▶ **SELECTION**:
▬▬▬

June 24, 200818 yr Author The server seems to be acting a little funny. The strange thing is everything looks fine from the management utility or browser console (whatever you call it). It is 75% through the parity check and there are no errors. The disk status shows that all drives are healthy. However, when I try to play a media file (specifically some of my music files) from several of the machines connected to the network, then I have troubles. I was also trying to sync a portable player and WMP was having trouble reading the tracks and the file sync/transfer was just reporting 'error'. Is this because the server is going through a parity check? I've run parity checks and have been able to both read and write to the server without any problems in the past. I've attached my syslog to this post. Let me know if it gives you any clues. Thanks for your help.
June 24, 200818 yr Author There's something I forgot to mention in my first post. When I went to the management utility, I noticed 3 of my 4 drives were spun down. So before stopping the array, I pick the button to spin up all the drives. Then after all the green dots stopped flashing, I picked the stop button. So I wonder if even though the management utility showed the green dots had stopped flashing, maybe the drives were not fully spun up when I picked the stop button.
June 24, 200818 yr I am not an expert at reading these logs (but I'm learning). Hopefully someone else will chime in. I did notice two points in the log where there were substantial delays: Jun 23 18:17:42 Media kernel: can't shrink filesystem on-line Jun 23 18:20:33 Media emhttp: shareCount not found Jun 23 18:21:48 Media last message repeated 2 times Jun 23 18:37:18 Media kernel: ReiserFS: md1: replayed 1177 transactions in 1178 seconds It appears that there is some issue with usershares? ("sharecount not found" took 3 minutes to return.) Someone else needs to look at this that knows more than me. The last line I am familiar with. Whenever there is a dirty shutdown you will find unapplied transactions that need to be written to disk. The fact that it took 20 minutes to replay 1177 transactions seems excessively long. You should run smartctl on your "disk1" disk to make sure it is not having problems. (Follow Troubleshooting link in my sig and search for smartctl for instructions). I wish that unRAID would do a "sync" command internally from time to time to prevent large numbers of unapplied transactions staying unwritten for long periods of time. There is another 10 minute delay almost at the bottom of the log, again seems related to shares ... Jun 23 18:37:24 Media emhttp: shcmd (13): killall -HUP smbd Jun 23 18:47:28 Media emhttp: shareUseCache not found Note that yoiu are running 4.3b6 - a version that contains an issue with adding new disks to the array. Make sure to update before trying to add a new drive.

▬▬▬

▶ **PROVIDED MATERIAL**:
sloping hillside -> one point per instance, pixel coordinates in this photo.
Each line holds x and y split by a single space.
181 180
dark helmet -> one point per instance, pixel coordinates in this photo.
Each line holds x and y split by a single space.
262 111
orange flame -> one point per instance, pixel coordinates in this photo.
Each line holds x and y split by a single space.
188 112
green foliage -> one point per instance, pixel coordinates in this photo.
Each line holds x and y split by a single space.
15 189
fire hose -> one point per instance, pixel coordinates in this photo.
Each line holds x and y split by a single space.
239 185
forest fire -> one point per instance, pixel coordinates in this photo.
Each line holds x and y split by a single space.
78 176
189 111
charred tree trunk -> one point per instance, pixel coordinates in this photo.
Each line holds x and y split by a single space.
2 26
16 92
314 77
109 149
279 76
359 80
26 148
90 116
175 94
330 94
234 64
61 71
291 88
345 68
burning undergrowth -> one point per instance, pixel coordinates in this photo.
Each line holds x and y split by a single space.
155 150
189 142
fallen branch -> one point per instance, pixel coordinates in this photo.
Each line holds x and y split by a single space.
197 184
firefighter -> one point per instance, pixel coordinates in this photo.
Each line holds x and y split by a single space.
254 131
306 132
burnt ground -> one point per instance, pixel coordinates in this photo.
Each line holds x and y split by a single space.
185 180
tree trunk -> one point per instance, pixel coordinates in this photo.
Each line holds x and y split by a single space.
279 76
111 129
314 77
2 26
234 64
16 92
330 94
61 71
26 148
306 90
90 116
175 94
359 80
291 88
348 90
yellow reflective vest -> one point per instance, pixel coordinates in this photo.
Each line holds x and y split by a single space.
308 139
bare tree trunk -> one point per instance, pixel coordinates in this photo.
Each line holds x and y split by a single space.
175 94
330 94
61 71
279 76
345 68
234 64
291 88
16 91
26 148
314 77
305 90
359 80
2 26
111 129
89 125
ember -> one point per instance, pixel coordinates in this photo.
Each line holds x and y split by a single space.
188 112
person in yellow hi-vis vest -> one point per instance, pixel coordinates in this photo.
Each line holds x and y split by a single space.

▬▬▬

▶ **PROBLEM REQUIREMENTS**: Please state how many transactions the forum thread says were replayed on md1, and how many seconds that took. You won't need the rows for this.

▶ **EXERCISE RESULT**: 1177 transactions were replayed in 1178 seconds.